> _Problem_: List the lines of this listing that hold the word "nose".

-------

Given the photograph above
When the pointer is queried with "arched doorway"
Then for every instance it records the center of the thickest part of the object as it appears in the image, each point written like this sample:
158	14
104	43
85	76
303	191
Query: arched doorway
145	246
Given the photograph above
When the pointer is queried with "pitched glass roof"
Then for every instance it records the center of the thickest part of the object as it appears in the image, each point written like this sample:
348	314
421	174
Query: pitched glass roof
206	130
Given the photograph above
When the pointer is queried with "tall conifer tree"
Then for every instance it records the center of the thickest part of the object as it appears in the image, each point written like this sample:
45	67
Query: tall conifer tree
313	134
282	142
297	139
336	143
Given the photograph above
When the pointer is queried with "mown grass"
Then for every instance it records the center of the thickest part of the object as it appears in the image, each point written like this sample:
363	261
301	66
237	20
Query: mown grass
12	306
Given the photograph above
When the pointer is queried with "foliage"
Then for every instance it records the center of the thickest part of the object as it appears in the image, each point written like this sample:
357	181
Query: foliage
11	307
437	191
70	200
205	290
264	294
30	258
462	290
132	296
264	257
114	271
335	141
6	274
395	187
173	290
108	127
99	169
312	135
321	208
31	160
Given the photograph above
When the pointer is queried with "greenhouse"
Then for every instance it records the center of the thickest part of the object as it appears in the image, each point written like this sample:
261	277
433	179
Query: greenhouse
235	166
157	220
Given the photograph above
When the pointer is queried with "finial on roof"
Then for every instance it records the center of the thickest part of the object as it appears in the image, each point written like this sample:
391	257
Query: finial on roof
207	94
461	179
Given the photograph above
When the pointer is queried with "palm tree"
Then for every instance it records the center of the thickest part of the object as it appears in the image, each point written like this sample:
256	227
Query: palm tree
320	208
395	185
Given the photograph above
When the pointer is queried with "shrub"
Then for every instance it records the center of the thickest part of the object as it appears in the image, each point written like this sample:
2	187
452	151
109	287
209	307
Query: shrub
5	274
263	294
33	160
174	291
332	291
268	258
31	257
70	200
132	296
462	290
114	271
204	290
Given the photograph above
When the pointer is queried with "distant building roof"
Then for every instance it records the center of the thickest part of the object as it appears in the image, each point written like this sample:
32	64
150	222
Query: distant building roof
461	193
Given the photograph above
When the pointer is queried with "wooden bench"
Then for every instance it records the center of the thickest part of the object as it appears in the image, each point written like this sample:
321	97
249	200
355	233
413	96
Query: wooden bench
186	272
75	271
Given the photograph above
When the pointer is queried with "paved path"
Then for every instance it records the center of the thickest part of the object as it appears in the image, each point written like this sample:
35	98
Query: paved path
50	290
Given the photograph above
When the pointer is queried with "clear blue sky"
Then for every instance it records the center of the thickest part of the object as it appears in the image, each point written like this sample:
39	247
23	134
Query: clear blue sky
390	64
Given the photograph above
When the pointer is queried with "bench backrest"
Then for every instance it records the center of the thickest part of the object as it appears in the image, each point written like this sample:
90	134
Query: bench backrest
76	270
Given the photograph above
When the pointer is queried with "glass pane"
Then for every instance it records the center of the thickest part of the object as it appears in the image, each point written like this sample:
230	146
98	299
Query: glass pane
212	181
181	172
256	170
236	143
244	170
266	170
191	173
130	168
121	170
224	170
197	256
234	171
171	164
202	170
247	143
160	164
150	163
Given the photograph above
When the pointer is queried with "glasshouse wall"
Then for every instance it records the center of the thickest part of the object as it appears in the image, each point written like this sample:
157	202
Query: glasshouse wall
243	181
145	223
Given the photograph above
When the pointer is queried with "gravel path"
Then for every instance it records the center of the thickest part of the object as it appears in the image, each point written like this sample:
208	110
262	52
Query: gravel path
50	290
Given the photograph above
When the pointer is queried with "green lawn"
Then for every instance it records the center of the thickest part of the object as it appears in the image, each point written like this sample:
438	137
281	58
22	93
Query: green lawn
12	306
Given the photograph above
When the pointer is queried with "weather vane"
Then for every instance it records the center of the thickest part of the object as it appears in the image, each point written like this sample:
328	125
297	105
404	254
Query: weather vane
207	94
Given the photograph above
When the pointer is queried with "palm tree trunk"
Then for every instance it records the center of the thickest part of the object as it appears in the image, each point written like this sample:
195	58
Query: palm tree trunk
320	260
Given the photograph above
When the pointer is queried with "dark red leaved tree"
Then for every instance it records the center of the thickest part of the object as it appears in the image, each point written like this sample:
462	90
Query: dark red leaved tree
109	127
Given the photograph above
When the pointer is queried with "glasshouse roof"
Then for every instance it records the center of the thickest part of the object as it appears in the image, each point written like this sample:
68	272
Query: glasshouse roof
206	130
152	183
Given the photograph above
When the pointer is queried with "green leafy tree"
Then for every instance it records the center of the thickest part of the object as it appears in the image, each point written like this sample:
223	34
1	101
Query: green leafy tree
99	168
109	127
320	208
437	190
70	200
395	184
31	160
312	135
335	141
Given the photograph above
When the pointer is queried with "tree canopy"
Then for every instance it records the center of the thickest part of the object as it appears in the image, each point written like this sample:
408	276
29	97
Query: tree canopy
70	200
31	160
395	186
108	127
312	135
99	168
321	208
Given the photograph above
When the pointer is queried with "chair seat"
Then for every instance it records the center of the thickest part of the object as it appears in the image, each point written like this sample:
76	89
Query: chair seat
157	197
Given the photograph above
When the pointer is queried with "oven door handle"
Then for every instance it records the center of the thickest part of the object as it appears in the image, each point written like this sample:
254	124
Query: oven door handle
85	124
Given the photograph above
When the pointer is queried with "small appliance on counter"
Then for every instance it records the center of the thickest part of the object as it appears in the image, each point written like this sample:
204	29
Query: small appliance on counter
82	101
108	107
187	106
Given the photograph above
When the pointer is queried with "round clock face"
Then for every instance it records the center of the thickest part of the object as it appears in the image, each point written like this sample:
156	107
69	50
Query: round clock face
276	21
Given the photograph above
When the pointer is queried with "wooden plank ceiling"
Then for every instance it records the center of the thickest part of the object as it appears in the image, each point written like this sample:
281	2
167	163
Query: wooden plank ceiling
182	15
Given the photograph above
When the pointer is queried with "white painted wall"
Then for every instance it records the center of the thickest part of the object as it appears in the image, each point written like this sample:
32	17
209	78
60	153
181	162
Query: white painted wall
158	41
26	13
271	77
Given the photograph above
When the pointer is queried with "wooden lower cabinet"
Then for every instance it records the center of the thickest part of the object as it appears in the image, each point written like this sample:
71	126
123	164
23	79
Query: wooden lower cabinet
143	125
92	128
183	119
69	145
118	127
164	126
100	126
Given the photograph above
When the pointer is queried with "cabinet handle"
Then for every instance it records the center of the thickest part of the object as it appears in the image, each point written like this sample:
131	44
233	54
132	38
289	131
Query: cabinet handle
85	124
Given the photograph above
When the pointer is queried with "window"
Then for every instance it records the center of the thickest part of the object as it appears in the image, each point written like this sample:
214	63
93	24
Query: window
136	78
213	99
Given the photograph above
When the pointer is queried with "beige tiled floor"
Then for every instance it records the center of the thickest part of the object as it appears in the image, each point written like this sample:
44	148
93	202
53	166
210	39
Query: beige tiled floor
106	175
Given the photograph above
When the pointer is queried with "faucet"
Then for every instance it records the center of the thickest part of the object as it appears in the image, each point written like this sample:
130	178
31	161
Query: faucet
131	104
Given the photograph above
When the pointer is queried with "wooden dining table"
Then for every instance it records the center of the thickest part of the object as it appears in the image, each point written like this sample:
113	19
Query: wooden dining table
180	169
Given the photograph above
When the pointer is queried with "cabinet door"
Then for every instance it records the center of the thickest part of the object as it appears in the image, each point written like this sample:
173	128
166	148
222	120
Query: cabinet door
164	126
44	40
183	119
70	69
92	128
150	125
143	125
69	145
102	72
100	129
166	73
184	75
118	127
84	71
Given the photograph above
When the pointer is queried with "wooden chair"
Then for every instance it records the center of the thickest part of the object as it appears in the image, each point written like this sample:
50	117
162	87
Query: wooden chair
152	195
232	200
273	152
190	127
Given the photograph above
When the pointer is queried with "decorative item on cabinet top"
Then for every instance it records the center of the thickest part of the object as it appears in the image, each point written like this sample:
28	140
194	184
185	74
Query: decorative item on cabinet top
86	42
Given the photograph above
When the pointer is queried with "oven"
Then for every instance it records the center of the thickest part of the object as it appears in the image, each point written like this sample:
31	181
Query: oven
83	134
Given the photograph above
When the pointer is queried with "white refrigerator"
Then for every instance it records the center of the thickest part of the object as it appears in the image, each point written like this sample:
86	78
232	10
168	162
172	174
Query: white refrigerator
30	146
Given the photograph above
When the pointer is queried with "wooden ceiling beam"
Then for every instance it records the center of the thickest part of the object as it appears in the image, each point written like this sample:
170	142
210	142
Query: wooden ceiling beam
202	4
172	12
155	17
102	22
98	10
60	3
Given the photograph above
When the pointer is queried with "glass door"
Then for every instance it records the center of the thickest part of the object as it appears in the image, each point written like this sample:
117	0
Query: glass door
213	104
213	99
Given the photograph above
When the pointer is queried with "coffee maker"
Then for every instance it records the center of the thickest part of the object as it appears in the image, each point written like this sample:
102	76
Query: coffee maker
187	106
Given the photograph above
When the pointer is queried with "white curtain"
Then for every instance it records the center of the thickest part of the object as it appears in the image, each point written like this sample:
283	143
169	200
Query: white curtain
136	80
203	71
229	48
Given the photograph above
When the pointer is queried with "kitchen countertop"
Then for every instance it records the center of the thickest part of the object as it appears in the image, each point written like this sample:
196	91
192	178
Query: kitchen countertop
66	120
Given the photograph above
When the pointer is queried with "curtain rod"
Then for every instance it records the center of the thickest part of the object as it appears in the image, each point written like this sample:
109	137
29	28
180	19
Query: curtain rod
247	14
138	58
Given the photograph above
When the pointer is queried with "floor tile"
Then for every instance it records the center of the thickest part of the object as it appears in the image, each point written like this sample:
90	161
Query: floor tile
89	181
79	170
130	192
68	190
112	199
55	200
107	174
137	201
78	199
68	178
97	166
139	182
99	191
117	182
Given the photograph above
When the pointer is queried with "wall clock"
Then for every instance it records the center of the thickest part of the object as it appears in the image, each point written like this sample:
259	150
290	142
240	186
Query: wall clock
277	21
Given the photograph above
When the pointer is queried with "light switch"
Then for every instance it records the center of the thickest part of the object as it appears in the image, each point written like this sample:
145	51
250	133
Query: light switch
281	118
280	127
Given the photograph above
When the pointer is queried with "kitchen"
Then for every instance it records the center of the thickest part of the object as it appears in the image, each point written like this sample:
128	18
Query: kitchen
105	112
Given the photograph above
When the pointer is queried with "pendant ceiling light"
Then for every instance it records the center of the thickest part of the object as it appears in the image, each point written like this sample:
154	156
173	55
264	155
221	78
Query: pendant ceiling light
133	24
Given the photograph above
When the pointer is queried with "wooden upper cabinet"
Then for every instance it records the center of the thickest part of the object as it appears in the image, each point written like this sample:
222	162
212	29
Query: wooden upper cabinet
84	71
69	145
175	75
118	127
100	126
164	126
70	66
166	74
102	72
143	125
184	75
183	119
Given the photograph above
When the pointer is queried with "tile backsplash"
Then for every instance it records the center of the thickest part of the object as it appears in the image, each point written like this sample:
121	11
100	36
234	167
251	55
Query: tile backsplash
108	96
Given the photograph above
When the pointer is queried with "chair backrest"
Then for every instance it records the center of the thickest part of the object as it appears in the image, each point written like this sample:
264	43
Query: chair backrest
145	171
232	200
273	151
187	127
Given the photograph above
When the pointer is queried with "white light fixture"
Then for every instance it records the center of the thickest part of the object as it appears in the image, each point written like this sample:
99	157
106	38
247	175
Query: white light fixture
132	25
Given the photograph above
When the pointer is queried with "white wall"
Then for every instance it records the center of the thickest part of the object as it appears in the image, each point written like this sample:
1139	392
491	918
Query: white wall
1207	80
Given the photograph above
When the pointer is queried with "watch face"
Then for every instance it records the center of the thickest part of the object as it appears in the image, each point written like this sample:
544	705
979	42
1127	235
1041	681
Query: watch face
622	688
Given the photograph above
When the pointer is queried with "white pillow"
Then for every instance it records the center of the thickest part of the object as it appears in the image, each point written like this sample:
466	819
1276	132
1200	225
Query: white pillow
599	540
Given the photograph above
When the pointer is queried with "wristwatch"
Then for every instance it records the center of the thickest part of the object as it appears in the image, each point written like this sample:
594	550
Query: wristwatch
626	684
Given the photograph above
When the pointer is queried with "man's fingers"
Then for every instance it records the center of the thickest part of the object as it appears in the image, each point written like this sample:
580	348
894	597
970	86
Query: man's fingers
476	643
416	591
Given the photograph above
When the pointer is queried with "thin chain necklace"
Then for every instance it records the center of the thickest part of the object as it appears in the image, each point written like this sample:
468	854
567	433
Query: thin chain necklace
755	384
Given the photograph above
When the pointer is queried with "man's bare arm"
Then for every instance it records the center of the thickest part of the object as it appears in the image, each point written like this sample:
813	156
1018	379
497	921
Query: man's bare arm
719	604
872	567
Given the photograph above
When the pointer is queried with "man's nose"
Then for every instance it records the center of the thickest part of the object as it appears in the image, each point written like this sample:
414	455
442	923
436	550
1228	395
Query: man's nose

-------

> _Response_:
When the pointer is queried with "man's nose"
Query: man's nose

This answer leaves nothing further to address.